▸ Aim of the exercise
Starting with the line that contains "mark the region of the man's", copy every line through the end of the data below, exactly and with nothing added.

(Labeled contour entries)

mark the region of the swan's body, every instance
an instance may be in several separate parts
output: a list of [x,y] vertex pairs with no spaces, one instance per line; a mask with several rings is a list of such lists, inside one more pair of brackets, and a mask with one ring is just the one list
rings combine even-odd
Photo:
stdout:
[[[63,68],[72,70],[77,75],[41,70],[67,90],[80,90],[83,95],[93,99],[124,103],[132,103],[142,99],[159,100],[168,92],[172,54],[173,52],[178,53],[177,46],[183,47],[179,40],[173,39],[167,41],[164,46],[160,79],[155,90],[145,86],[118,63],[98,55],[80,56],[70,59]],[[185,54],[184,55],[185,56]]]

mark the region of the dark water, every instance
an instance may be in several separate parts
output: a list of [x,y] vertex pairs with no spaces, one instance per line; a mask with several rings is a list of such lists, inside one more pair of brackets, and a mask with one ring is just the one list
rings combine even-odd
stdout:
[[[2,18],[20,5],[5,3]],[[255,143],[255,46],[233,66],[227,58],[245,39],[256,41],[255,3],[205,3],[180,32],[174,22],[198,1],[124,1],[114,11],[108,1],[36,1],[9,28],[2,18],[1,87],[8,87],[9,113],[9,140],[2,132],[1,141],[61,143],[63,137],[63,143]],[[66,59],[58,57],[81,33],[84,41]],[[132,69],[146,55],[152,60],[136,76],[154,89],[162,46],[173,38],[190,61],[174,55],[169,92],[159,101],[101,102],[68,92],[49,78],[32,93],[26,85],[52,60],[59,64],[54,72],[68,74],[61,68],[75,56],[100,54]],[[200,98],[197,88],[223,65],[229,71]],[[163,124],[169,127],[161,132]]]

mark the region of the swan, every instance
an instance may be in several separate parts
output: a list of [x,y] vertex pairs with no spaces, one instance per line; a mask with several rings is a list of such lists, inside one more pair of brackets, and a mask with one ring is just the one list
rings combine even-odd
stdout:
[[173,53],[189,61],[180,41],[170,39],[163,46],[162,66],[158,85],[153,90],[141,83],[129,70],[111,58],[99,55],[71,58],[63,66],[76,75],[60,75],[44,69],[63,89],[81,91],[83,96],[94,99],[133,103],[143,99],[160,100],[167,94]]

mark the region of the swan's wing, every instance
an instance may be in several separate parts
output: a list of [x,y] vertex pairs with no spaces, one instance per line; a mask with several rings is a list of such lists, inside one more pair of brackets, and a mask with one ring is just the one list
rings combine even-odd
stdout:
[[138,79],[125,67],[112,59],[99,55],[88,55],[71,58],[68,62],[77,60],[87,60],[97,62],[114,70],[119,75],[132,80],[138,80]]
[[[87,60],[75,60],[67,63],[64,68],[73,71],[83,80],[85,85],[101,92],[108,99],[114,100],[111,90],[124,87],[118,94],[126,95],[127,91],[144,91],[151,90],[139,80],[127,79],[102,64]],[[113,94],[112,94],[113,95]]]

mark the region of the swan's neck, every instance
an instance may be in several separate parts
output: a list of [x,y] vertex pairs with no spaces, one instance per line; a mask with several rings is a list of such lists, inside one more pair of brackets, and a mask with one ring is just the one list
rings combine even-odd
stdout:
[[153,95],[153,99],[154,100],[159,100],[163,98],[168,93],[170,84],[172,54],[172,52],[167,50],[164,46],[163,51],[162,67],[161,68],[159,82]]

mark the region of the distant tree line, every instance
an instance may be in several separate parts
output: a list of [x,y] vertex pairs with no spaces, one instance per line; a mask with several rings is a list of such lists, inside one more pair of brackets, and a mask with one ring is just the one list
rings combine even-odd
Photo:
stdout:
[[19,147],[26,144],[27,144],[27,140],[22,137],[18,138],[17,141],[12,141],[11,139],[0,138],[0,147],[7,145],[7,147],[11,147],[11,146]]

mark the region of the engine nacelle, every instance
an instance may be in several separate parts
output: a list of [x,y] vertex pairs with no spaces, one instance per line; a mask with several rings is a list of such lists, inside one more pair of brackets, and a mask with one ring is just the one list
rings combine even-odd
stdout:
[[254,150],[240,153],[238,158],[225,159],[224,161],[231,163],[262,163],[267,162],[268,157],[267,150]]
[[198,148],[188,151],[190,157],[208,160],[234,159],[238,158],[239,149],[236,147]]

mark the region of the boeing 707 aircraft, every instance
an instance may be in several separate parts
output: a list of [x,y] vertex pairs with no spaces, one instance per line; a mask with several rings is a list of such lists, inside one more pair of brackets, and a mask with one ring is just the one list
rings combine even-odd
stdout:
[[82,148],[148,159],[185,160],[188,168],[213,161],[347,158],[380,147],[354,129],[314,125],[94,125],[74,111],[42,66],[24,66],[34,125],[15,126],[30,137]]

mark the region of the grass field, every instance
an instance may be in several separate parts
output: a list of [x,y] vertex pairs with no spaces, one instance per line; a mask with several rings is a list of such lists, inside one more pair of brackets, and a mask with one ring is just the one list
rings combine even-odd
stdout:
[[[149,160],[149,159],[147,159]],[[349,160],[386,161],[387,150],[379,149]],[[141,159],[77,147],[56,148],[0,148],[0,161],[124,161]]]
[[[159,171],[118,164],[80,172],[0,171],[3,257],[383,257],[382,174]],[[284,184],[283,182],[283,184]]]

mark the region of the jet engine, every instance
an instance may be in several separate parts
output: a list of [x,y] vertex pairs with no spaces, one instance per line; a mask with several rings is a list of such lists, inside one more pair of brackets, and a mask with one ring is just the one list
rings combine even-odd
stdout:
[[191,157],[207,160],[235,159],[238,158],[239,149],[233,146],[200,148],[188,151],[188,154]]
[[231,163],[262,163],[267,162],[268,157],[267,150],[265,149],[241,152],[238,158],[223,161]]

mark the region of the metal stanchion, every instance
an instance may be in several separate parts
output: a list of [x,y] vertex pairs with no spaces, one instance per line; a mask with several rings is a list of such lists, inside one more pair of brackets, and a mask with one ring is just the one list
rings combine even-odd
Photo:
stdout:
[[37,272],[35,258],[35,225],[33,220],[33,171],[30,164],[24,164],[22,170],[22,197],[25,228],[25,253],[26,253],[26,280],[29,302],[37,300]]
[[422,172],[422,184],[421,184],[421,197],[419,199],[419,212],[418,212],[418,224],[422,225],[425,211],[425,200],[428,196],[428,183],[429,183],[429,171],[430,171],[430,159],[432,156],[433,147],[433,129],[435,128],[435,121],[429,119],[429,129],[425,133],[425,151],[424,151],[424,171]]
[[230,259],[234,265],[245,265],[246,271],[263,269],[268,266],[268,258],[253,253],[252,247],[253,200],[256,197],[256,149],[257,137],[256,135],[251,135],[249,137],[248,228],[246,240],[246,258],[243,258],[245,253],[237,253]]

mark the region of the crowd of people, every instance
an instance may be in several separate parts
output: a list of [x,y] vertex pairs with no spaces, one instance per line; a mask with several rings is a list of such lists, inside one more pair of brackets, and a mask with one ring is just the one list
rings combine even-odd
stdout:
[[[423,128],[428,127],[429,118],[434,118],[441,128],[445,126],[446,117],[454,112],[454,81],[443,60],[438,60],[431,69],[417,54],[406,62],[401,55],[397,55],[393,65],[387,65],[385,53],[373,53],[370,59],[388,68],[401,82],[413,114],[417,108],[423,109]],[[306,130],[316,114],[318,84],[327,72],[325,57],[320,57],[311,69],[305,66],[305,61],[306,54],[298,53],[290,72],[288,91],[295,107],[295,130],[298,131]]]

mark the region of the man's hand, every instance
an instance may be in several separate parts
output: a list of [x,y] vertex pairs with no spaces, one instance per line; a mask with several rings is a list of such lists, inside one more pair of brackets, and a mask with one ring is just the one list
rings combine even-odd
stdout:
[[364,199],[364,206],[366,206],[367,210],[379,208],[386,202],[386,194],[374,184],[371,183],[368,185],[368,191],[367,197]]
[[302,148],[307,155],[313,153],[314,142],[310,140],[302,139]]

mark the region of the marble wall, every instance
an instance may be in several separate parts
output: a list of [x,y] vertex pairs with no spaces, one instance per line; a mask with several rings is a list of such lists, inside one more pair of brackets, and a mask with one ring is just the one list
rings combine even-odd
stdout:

▸ Exercise response
mark the region of the man's hand, every instance
an instance may be in several separate parts
output: a list of [x,y] vertex pairs with no spaces, one instance per line; a mask with several rings is a list of such lists, inside one more pair of brackets, and a mask with one ring is just the one list
rings combine even-odd
stdout:
[[364,199],[364,206],[366,206],[367,210],[379,208],[386,202],[386,194],[374,184],[371,183],[368,185],[368,191],[367,197]]
[[302,148],[307,155],[313,153],[314,142],[310,140],[302,139]]

mark the region of the marble wall, every instance
an instance may be in several separate parts
output: a list of [x,y] vertex pairs with no spaces, one instance per line; a mask with several rings is a list of such lists, inside one more pair of brackets, and a mask with one ring is just the one list
rings combine even-odd
stdout:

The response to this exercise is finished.